▸ **Extrait du document**
===

L’Arctique a longtemps été dépeint comme un endroit lointain, aux confins de la Terre, déconnecté de l’expérience quotidienne commune. Mais à mesure que la planète se réchauffe rapidement, tout ce qui se passe dans cette région glacée, où les températures augmentent deux fois plus vite que le reste du globe, affecte de plus en plus les vies dans le monde entier.
L’Arctique fait l’objet d’un fort regain d’intérêt depuis le début des années 2000. Le réchauffement climatique est à l’origine d’une transformation durable de cet espace, ouvrant de nouvelles perspectives économiques (routes maritimes, accès aux ressources) et contribuant à l’accroissement de l’activité humaine. Elle constitue également un nouveau théâtre d’affirmation de puissance pour des Etats riverains ou extérieurs à la zone.
Le 14 décembre 2021, une équipe de 111 scientifiques de 12 pays a publié le 16e Bulletin annuel de l’Arctique,.Dans le rapport, sont examinées de manière diversifiée les composantes physiques, écologiques et humaines interconnectées présentes dans cette région si fragile.
Comme un examen annuel avec un médecin, le rapport évalue les signes vitaux de l’Arctique – y compris la température de l’air de surface,la température de surface de la mer, la glace de mer,la couverture neigeuse, la calotte glaciaire du Groenland, le verdissement de la toundra et les taux de photosynthèse par les algues océaniques – tout en s’interrogeant sur d’autres indicateurs de santé et des facteurs émergents qui éclairent la trajectoire des changements arctiques.
Comme le décrit le rapport, le réchauffement rapide et prononcé causé par l’homme continue d’entraîner la plupart des changements et, en fin de compte, ouvre la voie à des perturbations qui affectent les écosystèmes et les communautés dans le monde entier.

===

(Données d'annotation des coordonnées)
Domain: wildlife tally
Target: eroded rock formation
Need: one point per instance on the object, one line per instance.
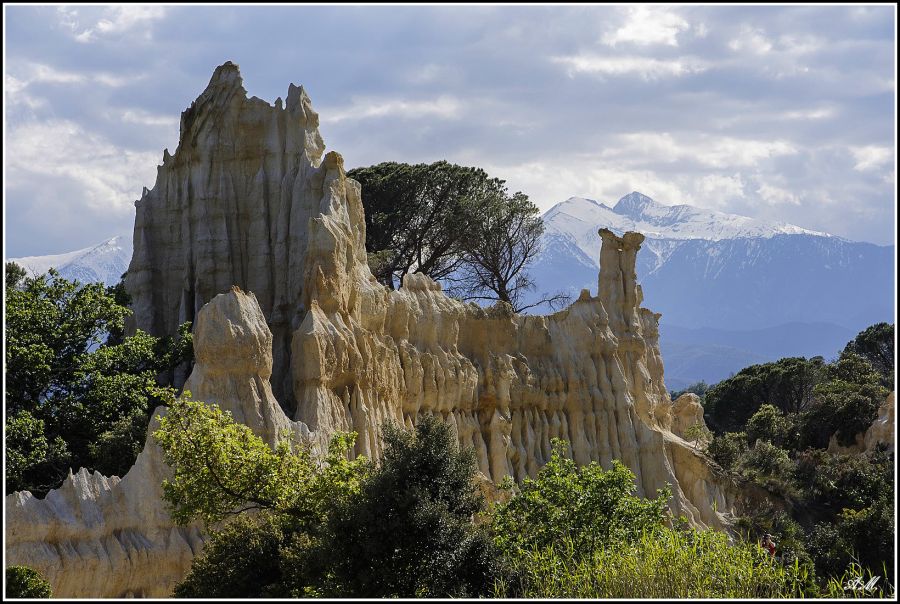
(248, 200)
(881, 431)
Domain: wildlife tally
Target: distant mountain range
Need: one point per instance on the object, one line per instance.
(732, 290)
(102, 262)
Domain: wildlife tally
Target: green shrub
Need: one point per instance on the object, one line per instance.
(24, 582)
(588, 506)
(664, 563)
(727, 450)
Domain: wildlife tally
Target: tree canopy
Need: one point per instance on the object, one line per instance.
(78, 394)
(330, 526)
(455, 224)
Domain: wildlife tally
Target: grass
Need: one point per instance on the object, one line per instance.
(667, 563)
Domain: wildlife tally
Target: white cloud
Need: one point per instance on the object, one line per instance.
(114, 21)
(773, 195)
(716, 190)
(708, 150)
(550, 181)
(644, 67)
(647, 25)
(445, 107)
(752, 40)
(870, 157)
(819, 113)
(40, 73)
(87, 166)
(137, 116)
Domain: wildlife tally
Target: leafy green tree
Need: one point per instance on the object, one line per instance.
(221, 468)
(25, 582)
(505, 239)
(787, 384)
(71, 398)
(769, 423)
(455, 224)
(846, 404)
(698, 388)
(329, 527)
(728, 449)
(418, 216)
(410, 531)
(588, 506)
(662, 564)
(242, 559)
(876, 345)
(29, 454)
(14, 275)
(765, 460)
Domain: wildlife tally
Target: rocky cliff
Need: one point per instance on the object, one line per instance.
(249, 200)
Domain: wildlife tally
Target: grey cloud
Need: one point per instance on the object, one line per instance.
(506, 102)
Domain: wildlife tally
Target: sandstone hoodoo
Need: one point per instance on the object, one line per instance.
(250, 203)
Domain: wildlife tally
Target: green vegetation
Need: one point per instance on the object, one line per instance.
(699, 388)
(24, 582)
(774, 424)
(586, 507)
(415, 525)
(455, 224)
(78, 393)
(664, 563)
(876, 345)
(336, 528)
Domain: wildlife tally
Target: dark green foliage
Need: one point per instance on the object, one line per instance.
(241, 560)
(506, 237)
(663, 564)
(844, 503)
(24, 582)
(765, 460)
(422, 214)
(588, 507)
(453, 223)
(728, 449)
(865, 536)
(30, 456)
(72, 401)
(876, 345)
(339, 528)
(409, 532)
(844, 481)
(845, 405)
(698, 388)
(14, 275)
(769, 423)
(787, 384)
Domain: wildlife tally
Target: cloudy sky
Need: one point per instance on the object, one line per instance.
(779, 113)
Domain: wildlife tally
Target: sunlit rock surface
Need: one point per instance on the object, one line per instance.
(249, 200)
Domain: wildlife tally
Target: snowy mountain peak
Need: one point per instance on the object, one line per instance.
(638, 212)
(634, 205)
(104, 262)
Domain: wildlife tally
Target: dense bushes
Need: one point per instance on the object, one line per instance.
(78, 392)
(664, 563)
(842, 504)
(24, 582)
(330, 528)
(416, 526)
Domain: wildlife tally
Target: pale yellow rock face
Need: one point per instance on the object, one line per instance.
(686, 412)
(248, 200)
(881, 431)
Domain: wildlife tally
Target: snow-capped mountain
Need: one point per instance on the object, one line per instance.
(720, 274)
(102, 262)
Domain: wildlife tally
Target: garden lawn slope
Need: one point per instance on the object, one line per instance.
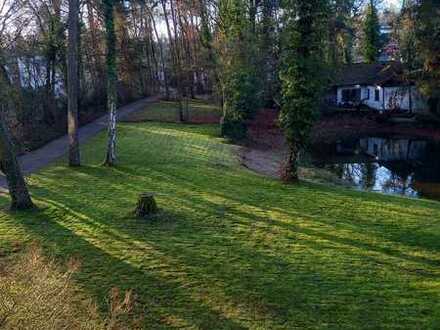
(232, 249)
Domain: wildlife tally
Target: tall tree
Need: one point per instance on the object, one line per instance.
(371, 34)
(112, 79)
(73, 83)
(239, 79)
(301, 72)
(20, 198)
(427, 21)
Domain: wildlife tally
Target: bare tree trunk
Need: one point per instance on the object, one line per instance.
(162, 57)
(112, 78)
(20, 198)
(73, 84)
(290, 169)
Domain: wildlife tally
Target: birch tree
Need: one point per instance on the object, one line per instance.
(73, 83)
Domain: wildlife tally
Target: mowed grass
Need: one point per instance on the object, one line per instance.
(232, 249)
(195, 111)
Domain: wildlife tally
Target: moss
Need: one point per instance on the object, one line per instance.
(232, 249)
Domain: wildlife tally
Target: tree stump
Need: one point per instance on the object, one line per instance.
(146, 205)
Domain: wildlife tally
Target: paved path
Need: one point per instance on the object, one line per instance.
(37, 159)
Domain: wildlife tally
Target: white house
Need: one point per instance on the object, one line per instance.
(379, 86)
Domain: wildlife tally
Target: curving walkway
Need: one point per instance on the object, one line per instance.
(37, 159)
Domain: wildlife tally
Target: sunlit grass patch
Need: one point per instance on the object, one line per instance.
(231, 249)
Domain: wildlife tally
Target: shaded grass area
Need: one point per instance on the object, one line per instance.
(231, 249)
(195, 111)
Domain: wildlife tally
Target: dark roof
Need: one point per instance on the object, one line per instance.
(370, 74)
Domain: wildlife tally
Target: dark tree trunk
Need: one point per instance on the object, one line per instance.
(146, 205)
(290, 169)
(112, 78)
(73, 83)
(20, 198)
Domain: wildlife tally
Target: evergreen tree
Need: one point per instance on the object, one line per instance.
(427, 22)
(371, 34)
(239, 79)
(301, 75)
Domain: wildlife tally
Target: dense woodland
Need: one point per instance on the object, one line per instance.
(63, 63)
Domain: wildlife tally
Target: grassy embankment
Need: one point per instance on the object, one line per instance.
(232, 249)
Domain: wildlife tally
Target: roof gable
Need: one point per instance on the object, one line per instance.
(369, 74)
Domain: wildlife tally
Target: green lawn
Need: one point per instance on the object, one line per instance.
(195, 111)
(231, 249)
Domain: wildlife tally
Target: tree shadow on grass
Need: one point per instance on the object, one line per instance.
(164, 301)
(279, 288)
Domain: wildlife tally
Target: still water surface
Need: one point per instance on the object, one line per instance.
(392, 164)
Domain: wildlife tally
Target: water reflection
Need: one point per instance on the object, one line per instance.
(392, 165)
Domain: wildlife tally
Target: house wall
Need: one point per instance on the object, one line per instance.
(386, 94)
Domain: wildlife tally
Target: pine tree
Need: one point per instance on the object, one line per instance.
(427, 21)
(240, 89)
(301, 75)
(371, 34)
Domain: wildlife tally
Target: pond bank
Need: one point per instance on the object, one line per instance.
(356, 150)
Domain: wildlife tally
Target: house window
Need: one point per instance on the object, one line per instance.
(376, 95)
(351, 95)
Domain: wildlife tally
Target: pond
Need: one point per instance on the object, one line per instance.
(388, 164)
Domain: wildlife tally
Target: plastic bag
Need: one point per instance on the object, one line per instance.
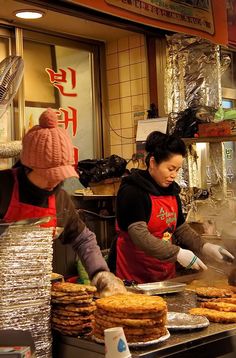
(187, 121)
(96, 170)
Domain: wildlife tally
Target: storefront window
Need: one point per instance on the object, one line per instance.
(5, 116)
(61, 77)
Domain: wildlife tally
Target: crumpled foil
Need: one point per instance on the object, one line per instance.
(25, 283)
(193, 73)
(10, 149)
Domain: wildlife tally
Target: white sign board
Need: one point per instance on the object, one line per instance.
(147, 126)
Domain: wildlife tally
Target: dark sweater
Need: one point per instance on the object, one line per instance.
(133, 199)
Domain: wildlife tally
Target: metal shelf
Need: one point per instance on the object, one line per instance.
(231, 138)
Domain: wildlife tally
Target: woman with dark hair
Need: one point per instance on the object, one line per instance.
(149, 214)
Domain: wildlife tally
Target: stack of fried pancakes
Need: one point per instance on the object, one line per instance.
(73, 308)
(219, 304)
(142, 317)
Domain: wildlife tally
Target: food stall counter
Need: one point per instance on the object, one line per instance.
(217, 340)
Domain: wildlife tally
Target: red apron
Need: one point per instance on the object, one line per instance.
(20, 211)
(132, 263)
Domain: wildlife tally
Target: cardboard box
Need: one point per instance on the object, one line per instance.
(221, 129)
(15, 352)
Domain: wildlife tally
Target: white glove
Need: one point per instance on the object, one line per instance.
(216, 252)
(189, 260)
(108, 284)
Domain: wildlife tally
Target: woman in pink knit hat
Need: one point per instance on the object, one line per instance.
(34, 190)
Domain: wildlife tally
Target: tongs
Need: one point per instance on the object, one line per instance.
(30, 221)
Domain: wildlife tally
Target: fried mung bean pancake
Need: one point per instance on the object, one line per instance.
(132, 303)
(83, 302)
(214, 315)
(76, 308)
(220, 306)
(73, 287)
(210, 292)
(132, 322)
(225, 299)
(132, 315)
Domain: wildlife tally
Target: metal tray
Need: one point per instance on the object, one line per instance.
(157, 288)
(181, 321)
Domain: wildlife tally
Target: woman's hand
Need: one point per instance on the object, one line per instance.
(189, 260)
(216, 252)
(108, 284)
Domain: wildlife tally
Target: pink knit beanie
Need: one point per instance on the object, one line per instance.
(48, 150)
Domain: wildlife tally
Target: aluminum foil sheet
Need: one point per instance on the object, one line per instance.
(193, 73)
(182, 321)
(10, 149)
(25, 283)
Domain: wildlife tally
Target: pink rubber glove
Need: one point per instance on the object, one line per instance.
(189, 260)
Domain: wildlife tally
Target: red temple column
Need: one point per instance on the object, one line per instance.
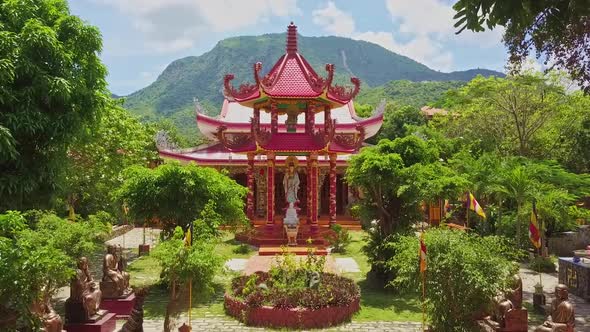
(274, 118)
(308, 190)
(270, 190)
(256, 118)
(314, 191)
(250, 182)
(327, 119)
(333, 157)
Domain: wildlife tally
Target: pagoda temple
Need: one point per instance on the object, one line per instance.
(290, 121)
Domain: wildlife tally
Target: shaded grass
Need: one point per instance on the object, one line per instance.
(145, 272)
(378, 304)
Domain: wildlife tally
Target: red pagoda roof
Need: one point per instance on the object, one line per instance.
(291, 77)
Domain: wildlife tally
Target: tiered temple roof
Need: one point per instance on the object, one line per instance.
(289, 111)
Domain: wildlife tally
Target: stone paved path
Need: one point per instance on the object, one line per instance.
(133, 238)
(550, 280)
(263, 263)
(223, 324)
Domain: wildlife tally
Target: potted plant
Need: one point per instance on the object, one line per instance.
(538, 296)
(144, 248)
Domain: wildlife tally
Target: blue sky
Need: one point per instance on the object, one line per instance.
(141, 37)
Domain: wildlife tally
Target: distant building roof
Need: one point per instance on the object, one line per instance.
(429, 112)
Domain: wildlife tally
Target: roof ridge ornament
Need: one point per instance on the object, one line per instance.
(292, 38)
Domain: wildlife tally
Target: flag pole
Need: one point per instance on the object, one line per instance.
(424, 301)
(467, 210)
(423, 284)
(190, 283)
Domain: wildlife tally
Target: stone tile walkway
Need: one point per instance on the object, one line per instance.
(133, 238)
(550, 280)
(263, 263)
(347, 264)
(225, 324)
(236, 264)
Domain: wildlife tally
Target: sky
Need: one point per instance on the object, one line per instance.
(141, 37)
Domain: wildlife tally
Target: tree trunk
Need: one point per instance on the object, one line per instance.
(518, 224)
(170, 306)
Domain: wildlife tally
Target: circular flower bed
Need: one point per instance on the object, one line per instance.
(326, 301)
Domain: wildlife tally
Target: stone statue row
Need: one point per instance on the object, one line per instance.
(509, 315)
(83, 305)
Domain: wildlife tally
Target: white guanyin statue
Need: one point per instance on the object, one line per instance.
(291, 184)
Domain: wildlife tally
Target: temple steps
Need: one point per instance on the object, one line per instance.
(268, 250)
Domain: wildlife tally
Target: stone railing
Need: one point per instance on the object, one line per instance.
(563, 244)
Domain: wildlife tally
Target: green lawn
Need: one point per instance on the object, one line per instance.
(376, 304)
(145, 272)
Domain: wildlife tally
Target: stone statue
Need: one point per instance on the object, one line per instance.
(291, 185)
(115, 281)
(514, 294)
(508, 314)
(85, 296)
(135, 321)
(562, 313)
(51, 320)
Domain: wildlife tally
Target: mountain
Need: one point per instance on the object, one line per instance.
(405, 92)
(202, 76)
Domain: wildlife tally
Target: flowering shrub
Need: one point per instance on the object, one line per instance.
(259, 289)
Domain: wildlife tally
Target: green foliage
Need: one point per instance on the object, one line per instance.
(508, 185)
(181, 263)
(292, 283)
(464, 272)
(37, 256)
(555, 29)
(99, 155)
(396, 176)
(398, 120)
(340, 240)
(527, 115)
(543, 264)
(52, 84)
(175, 195)
(171, 95)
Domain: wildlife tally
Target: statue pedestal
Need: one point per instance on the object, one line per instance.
(106, 324)
(120, 306)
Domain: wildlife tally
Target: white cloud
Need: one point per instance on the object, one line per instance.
(334, 20)
(425, 25)
(173, 25)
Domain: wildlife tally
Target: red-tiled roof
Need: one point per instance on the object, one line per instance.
(292, 78)
(292, 142)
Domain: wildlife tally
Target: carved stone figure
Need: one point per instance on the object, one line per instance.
(562, 318)
(135, 321)
(115, 281)
(51, 320)
(83, 304)
(515, 293)
(508, 314)
(291, 184)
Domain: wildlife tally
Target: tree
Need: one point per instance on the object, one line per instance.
(99, 155)
(182, 264)
(558, 30)
(52, 84)
(176, 195)
(38, 256)
(514, 115)
(465, 272)
(397, 120)
(396, 177)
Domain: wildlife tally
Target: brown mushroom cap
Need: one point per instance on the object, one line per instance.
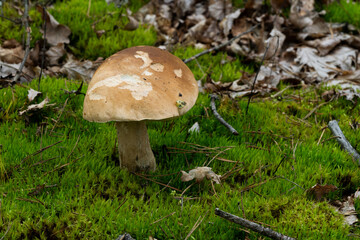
(140, 83)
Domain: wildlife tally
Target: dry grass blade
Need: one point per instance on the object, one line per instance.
(35, 153)
(64, 165)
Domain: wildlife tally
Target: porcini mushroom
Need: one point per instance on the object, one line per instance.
(135, 85)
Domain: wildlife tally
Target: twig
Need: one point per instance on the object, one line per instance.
(217, 115)
(57, 120)
(268, 232)
(35, 153)
(163, 184)
(257, 73)
(196, 225)
(221, 45)
(16, 21)
(335, 129)
(216, 156)
(316, 108)
(247, 188)
(183, 192)
(27, 46)
(43, 47)
(159, 220)
(64, 165)
(291, 182)
(29, 200)
(280, 92)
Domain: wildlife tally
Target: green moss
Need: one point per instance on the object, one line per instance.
(344, 12)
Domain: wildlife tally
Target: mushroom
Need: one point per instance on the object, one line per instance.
(135, 85)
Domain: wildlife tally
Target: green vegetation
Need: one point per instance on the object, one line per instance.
(344, 12)
(75, 189)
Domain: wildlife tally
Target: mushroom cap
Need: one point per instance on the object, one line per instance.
(140, 83)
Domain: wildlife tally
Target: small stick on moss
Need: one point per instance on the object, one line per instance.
(163, 184)
(221, 45)
(43, 49)
(35, 153)
(268, 232)
(341, 139)
(159, 220)
(316, 108)
(322, 133)
(217, 115)
(256, 75)
(64, 165)
(196, 225)
(27, 45)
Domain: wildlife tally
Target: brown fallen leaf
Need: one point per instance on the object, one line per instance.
(347, 208)
(55, 54)
(55, 32)
(34, 107)
(199, 175)
(75, 69)
(32, 94)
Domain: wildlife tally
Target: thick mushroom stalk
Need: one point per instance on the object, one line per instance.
(135, 152)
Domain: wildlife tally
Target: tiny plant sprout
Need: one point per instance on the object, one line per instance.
(136, 85)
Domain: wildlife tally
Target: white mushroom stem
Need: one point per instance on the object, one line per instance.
(135, 152)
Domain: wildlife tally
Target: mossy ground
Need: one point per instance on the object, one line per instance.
(76, 189)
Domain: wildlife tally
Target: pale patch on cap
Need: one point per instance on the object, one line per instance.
(158, 67)
(145, 57)
(178, 73)
(147, 73)
(138, 88)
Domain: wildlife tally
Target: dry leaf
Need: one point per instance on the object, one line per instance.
(55, 33)
(199, 174)
(55, 53)
(75, 69)
(32, 94)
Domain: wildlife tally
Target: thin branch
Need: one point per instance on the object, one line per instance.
(163, 184)
(16, 21)
(268, 232)
(43, 47)
(218, 116)
(316, 108)
(341, 139)
(221, 45)
(35, 153)
(62, 166)
(257, 73)
(27, 46)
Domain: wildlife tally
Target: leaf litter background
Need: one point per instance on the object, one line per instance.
(302, 49)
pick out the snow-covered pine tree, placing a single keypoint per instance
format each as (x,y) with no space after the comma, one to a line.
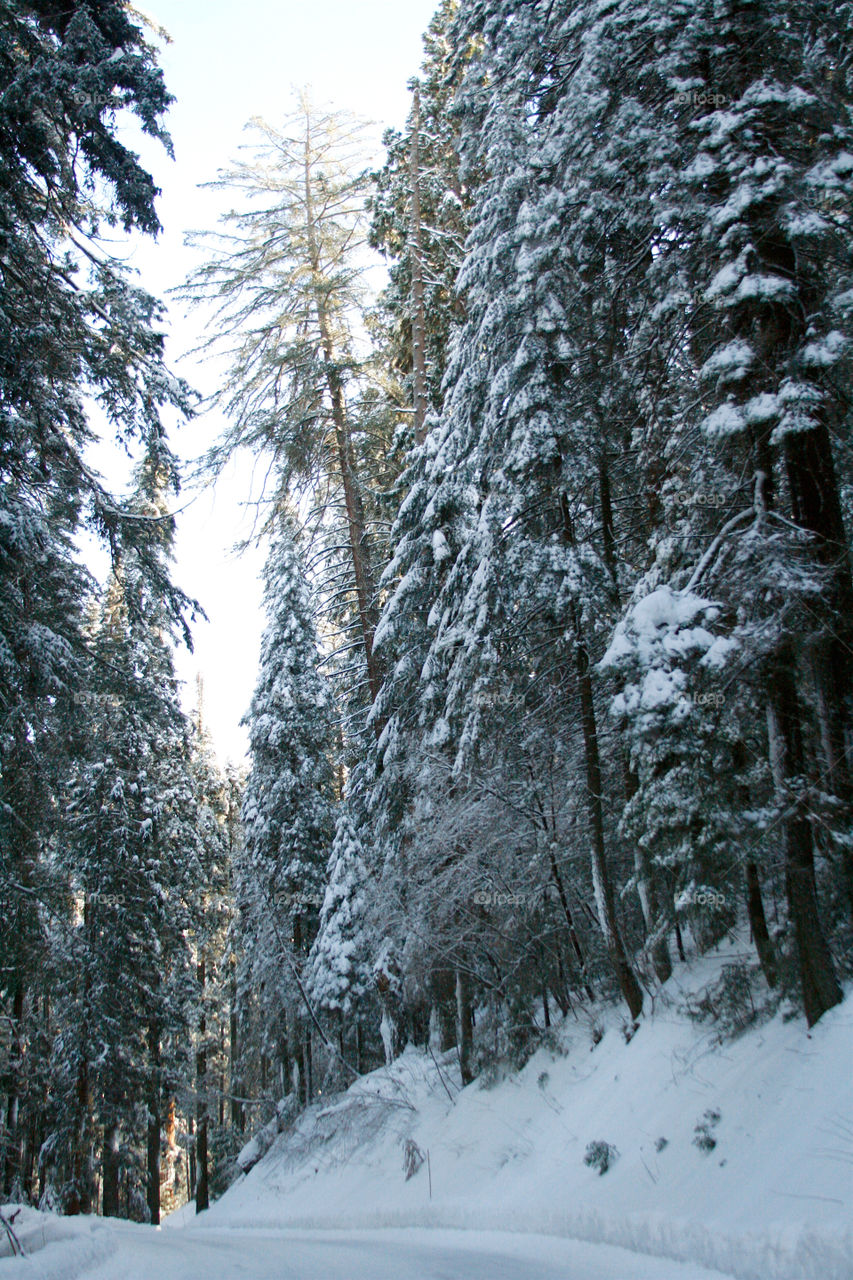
(74,324)
(287,814)
(287,283)
(133,856)
(340,967)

===

▸ **Exercice écrit A**
Recopiez s'il vous plaît mot pour mot un passage du texte sur l'Arctique : commencez aux mots "Le 14 décembre" et arrêtez-vous après "région si fragile.".
▸ **Exercice écrit B**
D'après le texte sur l'Arctique, combien de scientifiques ont publié le 16e Bulletin annuel de l'Arctique ?

▸ **Réponse complète A**
Le 14 décembre 2021, une équipe de 111 scientifiques de 12 pays a publié le 16e Bulletin annuel de l’Arctique,.Dans le rapport, sont examinées de manière diversifiée les composantes physiques, écologiques et humaines interconnectées présentes dans cette région si fragile.

▸ **Réponse complète B**
Une équipe de 111 scientifiques de 12 pays.